Task details: Pull out every line of the listing that contains the word "window", matching case exactly.

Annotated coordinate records

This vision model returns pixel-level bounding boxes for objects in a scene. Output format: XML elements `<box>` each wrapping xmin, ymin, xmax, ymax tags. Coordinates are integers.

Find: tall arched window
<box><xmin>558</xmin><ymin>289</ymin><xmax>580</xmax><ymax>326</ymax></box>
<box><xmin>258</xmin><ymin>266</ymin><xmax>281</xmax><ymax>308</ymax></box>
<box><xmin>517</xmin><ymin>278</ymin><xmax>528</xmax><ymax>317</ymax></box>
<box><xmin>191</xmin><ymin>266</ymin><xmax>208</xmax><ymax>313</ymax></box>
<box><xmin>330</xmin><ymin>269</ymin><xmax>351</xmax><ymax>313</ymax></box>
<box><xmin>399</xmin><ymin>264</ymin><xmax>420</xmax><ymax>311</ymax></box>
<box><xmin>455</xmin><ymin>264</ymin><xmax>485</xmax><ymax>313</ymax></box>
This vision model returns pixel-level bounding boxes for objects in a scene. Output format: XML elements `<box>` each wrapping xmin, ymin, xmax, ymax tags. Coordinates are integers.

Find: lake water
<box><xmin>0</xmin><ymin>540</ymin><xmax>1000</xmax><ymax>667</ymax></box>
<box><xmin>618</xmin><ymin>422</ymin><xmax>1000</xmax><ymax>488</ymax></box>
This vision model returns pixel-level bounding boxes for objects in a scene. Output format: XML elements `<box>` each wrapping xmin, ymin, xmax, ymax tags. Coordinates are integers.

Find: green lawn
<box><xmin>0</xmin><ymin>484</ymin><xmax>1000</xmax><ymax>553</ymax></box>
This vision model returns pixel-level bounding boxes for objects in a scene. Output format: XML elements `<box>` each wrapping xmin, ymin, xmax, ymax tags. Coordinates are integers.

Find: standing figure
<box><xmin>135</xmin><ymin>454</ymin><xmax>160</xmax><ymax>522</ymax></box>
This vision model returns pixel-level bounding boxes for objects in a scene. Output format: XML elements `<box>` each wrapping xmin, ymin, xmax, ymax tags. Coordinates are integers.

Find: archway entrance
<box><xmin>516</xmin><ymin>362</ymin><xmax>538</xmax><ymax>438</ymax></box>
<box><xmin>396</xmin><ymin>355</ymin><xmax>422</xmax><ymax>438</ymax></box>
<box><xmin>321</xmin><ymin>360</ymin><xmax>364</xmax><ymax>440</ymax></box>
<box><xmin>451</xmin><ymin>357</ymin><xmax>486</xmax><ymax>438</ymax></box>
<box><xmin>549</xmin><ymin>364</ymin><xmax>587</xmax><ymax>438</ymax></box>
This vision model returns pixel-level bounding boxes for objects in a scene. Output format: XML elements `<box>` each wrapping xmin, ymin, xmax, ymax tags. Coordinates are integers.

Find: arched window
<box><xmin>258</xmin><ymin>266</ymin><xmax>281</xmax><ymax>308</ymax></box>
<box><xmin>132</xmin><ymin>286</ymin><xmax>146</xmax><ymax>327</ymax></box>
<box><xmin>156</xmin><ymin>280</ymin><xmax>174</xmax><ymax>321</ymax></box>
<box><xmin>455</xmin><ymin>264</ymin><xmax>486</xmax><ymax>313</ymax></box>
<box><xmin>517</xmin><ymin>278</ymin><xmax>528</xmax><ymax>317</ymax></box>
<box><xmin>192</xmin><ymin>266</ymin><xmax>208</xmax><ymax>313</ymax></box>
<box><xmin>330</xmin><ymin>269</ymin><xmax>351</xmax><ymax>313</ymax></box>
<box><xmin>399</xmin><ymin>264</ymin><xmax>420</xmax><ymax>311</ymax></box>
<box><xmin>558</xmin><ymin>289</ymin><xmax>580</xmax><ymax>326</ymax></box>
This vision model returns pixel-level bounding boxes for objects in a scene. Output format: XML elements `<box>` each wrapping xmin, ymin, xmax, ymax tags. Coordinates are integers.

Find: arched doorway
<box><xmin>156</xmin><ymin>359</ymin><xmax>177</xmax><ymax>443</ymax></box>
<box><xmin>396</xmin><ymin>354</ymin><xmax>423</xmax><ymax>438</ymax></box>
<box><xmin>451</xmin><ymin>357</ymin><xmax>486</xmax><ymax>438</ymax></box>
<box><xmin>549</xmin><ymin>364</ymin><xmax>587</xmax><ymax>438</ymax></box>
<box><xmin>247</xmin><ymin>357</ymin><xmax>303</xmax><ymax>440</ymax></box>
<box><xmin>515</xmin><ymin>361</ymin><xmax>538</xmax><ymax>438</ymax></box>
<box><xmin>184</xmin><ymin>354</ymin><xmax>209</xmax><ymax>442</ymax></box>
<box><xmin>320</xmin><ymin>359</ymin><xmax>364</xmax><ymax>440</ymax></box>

Expected answer:
Find: tall arched window
Find: arched window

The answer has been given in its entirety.